WRITTEN REQUEST: Pick out each line in the items below that contains the word "sunglasses", and copy those lines.

• • • • •

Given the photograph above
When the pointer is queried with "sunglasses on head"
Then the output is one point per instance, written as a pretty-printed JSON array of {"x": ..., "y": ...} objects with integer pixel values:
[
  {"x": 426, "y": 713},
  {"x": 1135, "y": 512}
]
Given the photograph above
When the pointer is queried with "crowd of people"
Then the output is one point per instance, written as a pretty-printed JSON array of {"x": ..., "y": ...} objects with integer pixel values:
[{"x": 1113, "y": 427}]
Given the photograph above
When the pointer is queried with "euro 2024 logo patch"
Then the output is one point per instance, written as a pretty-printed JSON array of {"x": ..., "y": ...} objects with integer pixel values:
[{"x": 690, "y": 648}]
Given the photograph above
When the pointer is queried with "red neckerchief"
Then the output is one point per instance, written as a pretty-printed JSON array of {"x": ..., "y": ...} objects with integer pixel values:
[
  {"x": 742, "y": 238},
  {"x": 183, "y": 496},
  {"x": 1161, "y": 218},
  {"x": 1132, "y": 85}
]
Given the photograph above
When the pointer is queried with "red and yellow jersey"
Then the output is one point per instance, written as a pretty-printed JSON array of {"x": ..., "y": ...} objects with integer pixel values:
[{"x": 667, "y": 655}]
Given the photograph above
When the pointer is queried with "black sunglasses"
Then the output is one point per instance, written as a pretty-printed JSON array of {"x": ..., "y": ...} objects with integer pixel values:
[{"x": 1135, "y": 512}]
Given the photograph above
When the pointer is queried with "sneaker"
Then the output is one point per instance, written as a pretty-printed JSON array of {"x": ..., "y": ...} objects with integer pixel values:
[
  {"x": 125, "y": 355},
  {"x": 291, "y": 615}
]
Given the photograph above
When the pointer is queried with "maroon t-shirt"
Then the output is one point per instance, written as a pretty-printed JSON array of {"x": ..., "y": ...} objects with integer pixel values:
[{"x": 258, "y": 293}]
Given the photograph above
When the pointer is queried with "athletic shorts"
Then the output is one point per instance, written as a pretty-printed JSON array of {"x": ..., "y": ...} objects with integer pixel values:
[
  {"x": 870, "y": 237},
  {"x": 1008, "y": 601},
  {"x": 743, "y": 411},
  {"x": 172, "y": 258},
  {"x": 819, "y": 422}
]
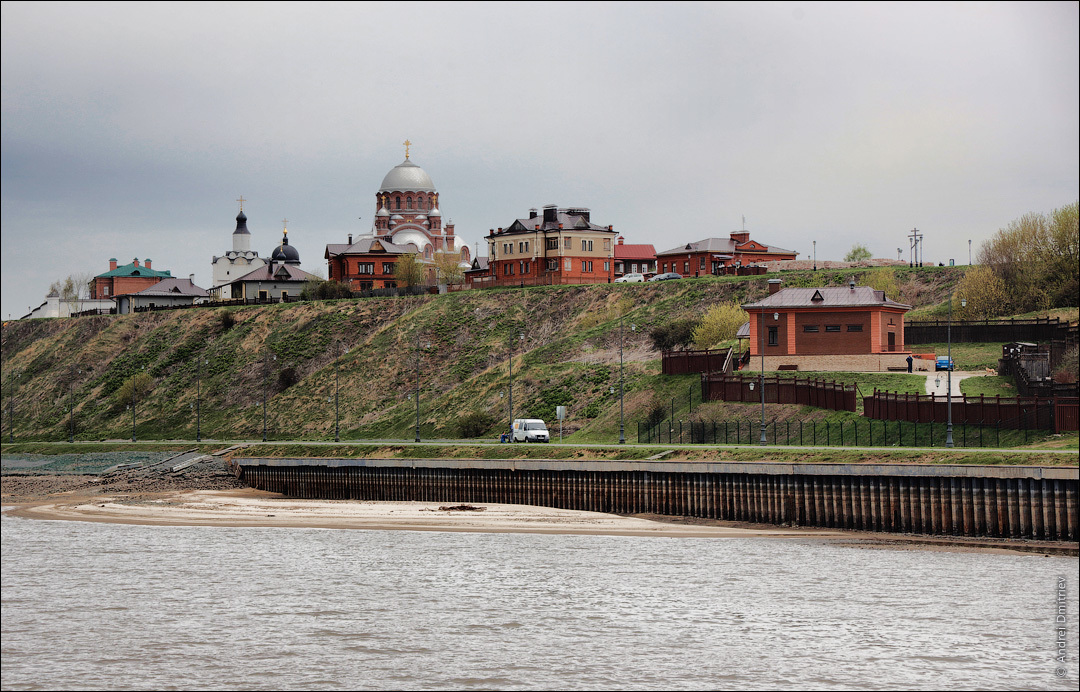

• • • • •

EXERCISE OUTPUT:
When the pointer is queried with "sunglasses on head"
When the pointer is queried with "black sunglasses"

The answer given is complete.